Records provided START

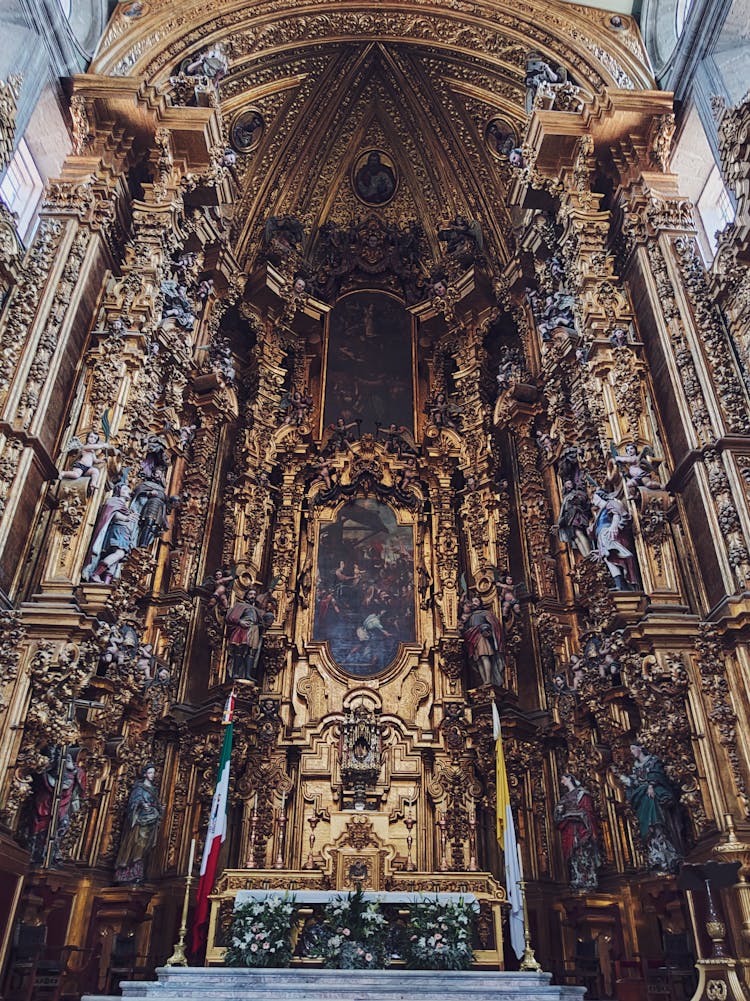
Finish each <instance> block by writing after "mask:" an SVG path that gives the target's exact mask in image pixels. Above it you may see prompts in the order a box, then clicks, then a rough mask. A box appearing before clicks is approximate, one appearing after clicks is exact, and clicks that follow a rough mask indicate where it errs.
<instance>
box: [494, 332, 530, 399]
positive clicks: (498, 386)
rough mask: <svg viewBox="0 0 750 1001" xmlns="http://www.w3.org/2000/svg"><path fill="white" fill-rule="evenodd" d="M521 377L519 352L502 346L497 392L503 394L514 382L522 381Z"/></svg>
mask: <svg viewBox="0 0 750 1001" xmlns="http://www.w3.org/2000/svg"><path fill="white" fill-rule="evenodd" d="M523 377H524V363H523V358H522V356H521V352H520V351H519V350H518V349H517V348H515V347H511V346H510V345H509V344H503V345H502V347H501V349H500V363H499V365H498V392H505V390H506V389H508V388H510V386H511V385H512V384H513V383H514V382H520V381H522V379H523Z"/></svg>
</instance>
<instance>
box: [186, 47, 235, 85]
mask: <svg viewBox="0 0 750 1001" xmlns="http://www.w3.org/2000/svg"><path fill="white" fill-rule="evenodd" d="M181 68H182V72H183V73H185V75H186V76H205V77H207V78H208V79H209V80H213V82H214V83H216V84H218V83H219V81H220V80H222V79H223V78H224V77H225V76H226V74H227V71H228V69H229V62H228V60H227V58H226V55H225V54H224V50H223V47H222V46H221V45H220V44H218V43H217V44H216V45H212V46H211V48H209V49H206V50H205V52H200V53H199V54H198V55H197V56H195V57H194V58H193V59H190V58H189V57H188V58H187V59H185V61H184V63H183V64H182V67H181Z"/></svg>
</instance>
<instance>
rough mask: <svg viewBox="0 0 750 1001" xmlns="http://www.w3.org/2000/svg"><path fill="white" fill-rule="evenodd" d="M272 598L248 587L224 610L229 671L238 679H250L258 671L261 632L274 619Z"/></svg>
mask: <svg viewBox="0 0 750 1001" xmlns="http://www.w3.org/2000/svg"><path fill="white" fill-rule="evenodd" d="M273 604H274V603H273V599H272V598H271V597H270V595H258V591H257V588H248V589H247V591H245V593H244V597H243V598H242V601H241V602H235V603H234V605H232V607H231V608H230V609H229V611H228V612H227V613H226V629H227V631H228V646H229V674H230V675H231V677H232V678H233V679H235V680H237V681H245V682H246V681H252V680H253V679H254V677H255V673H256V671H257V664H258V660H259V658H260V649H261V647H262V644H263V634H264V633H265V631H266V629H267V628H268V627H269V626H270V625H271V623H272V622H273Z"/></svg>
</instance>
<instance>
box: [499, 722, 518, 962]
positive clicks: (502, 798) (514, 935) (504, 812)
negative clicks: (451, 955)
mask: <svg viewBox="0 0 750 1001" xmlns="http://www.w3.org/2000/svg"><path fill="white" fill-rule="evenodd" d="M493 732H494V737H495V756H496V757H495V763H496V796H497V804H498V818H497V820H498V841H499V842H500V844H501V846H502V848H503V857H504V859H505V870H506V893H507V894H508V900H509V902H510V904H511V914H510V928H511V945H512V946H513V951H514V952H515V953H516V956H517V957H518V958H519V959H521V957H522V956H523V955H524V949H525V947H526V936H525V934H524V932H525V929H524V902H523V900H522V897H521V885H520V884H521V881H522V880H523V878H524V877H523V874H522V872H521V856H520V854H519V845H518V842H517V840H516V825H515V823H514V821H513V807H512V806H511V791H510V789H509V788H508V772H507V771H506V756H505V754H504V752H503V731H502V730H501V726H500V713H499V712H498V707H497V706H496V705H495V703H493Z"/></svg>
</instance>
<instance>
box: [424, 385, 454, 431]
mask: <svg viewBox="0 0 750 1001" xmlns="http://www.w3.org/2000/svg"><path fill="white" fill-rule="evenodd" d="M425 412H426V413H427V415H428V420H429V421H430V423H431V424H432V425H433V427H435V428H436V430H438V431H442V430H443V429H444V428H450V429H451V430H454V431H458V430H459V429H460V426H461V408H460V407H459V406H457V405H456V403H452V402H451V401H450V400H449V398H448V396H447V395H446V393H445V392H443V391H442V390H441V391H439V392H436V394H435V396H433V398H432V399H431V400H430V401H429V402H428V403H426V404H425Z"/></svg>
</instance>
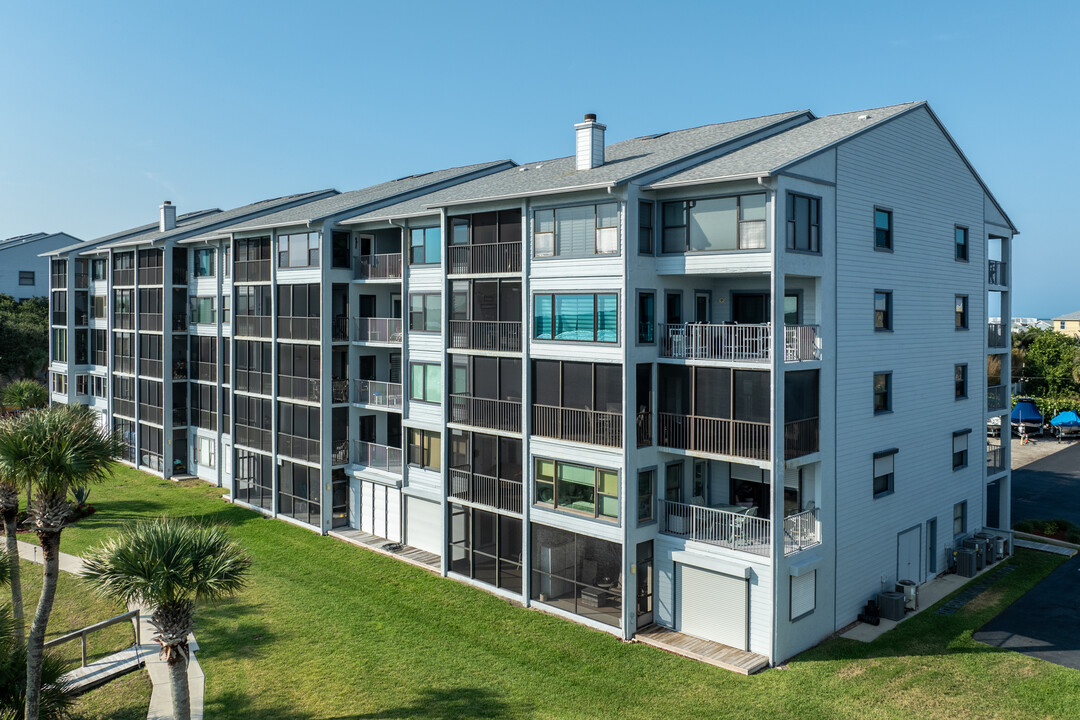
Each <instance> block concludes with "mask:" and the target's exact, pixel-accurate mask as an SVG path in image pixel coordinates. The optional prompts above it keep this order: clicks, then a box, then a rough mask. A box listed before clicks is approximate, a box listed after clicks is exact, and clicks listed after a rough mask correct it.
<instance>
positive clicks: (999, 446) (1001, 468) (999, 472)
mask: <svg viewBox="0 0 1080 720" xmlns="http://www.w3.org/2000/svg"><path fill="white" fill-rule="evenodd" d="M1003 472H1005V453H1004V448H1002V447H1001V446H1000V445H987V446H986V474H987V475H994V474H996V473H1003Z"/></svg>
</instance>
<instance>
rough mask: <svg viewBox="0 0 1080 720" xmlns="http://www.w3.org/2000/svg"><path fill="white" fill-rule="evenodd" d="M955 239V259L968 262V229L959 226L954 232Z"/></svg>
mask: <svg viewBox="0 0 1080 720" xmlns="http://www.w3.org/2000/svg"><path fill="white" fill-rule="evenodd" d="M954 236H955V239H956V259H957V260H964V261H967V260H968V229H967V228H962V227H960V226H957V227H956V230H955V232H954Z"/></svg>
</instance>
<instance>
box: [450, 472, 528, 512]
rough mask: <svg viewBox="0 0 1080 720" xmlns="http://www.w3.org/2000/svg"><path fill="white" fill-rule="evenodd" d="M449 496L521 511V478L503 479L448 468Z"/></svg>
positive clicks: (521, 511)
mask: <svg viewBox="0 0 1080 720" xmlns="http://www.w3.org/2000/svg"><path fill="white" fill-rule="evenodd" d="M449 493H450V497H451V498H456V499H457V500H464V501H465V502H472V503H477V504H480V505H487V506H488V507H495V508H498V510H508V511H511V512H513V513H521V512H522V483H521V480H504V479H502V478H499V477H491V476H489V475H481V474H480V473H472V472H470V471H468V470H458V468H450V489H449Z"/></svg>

Records provided END
Records provided START

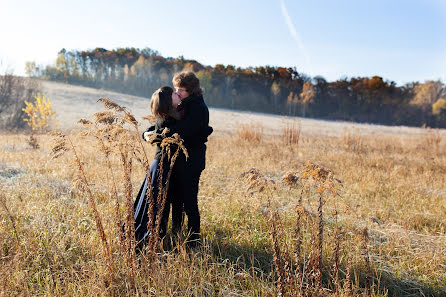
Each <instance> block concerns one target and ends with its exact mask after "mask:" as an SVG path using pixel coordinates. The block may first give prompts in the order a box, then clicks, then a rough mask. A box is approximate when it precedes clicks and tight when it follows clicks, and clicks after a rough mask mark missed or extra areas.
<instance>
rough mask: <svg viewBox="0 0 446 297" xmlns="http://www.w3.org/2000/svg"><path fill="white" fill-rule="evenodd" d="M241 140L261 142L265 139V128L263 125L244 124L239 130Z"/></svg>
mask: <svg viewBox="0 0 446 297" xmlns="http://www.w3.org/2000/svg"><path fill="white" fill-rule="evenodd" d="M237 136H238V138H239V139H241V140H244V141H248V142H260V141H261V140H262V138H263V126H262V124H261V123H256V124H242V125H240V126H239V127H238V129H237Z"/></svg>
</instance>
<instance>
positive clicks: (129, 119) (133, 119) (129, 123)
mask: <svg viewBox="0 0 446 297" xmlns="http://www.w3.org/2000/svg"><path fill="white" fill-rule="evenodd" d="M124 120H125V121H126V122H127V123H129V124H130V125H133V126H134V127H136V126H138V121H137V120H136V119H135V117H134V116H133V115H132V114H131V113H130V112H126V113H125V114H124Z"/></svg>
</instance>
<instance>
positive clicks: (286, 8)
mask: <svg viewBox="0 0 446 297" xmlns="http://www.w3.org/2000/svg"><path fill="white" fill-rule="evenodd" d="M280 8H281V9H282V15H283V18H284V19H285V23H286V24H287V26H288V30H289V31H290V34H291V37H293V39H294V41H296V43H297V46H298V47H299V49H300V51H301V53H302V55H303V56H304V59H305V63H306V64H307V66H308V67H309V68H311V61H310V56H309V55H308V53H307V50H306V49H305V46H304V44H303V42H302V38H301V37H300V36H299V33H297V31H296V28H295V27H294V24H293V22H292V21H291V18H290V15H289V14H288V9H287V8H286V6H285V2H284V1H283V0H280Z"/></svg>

Records provided END
Records provided START

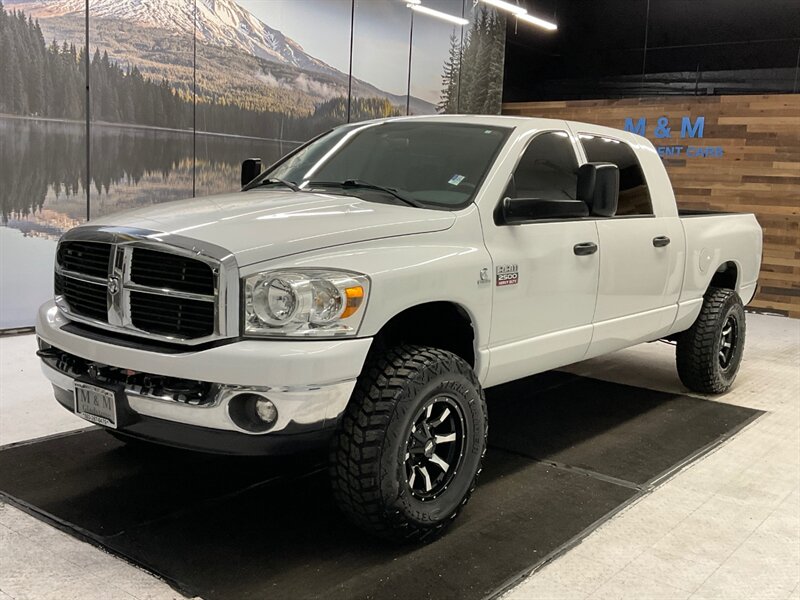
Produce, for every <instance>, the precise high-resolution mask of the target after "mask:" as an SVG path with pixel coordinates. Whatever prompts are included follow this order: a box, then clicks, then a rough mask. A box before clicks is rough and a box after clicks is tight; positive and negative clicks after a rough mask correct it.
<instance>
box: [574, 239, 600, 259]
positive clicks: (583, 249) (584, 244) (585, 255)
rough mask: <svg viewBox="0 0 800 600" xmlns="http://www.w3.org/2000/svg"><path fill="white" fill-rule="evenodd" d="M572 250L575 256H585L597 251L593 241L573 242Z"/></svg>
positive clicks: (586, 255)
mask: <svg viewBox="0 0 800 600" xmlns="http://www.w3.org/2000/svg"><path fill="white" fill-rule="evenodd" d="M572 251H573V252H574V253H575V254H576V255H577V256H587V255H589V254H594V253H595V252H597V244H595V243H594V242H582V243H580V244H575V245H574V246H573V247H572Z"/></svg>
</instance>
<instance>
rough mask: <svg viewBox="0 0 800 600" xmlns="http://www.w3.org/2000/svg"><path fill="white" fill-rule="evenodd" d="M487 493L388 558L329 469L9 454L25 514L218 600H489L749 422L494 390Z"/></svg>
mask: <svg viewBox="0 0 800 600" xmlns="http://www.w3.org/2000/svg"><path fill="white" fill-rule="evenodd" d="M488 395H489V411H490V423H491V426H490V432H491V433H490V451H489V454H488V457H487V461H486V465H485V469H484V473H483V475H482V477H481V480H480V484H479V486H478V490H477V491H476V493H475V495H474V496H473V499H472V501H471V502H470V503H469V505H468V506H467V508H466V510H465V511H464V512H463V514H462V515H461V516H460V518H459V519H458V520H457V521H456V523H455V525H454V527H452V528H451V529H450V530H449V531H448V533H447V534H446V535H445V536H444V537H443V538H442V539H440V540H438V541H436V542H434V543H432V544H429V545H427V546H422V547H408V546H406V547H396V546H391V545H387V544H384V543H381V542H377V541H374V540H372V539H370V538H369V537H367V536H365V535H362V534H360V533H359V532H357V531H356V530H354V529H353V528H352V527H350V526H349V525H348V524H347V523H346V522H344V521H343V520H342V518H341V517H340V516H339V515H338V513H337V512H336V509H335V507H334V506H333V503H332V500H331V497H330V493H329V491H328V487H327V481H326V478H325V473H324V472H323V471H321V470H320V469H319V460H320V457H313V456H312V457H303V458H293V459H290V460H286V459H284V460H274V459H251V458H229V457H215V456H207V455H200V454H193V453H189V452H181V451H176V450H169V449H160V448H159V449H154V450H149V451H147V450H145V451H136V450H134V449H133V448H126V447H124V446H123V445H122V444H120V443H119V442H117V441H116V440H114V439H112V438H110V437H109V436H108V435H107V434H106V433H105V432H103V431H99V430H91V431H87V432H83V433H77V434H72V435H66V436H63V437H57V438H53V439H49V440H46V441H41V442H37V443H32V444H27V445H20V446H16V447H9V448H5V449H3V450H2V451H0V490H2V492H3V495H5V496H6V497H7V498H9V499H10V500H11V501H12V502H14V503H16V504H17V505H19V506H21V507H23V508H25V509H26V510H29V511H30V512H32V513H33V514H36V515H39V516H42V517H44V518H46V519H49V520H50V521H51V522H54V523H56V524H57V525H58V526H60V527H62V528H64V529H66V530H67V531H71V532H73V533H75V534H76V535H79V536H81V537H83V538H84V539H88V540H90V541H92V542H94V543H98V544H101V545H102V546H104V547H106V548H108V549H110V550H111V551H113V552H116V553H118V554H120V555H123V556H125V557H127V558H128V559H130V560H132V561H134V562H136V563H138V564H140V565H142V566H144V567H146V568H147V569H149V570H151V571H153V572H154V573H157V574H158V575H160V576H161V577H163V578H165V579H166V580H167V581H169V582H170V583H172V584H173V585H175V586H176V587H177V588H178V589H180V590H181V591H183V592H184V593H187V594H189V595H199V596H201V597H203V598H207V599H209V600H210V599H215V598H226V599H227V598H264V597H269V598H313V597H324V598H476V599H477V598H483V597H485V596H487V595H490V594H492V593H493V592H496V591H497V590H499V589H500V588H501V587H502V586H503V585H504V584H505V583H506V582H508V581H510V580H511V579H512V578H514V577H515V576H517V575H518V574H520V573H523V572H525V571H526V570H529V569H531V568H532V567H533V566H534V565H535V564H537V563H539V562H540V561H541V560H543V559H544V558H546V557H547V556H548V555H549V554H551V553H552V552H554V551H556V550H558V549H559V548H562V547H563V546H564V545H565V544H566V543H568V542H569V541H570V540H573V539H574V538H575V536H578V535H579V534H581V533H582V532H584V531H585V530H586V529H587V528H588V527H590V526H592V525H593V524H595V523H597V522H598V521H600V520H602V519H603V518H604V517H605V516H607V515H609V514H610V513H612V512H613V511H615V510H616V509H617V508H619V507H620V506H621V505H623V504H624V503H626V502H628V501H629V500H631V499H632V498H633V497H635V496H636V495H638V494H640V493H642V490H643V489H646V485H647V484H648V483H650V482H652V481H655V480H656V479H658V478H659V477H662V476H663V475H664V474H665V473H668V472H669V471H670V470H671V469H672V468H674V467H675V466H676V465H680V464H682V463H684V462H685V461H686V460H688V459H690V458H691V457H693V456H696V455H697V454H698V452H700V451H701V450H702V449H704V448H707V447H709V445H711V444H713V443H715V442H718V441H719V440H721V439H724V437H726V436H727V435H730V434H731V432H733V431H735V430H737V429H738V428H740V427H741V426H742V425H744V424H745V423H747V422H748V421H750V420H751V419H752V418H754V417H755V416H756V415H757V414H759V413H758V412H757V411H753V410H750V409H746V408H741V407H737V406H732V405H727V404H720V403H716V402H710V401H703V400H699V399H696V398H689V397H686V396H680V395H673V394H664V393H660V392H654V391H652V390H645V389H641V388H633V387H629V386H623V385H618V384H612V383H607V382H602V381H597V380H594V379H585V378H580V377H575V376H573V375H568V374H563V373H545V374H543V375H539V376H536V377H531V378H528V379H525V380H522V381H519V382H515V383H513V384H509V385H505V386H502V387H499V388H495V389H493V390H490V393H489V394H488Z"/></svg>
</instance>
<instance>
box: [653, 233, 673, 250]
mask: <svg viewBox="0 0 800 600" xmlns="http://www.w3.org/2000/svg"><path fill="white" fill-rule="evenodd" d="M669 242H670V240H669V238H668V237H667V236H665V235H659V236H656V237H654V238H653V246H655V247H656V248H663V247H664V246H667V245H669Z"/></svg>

Records provided END

- [Brief]: Each line that holds the string "this" is to be copied from the entries above.

- [Result of the task]:
Each <instance> block concludes with "mask:" and the target's exact, pixel-accurate mask as an SVG path in image pixel coordinates. The optional prompts above it keep this order: clicks, then a box, then a rough mask. A box listed before clicks is approximate, a box listed after clicks is exact, and clicks listed after a rough mask correct it.
Produce, for every <instance>, the precise high-resolution mask of the target after "mask:" as an SVG path with pixel coordinates. Whatever prompts are included follow this order: a box, then clicks, then a rough mask. A box before clicks is rough and a box after clicks is tight; positive and negative clicks after a rough mask correct it.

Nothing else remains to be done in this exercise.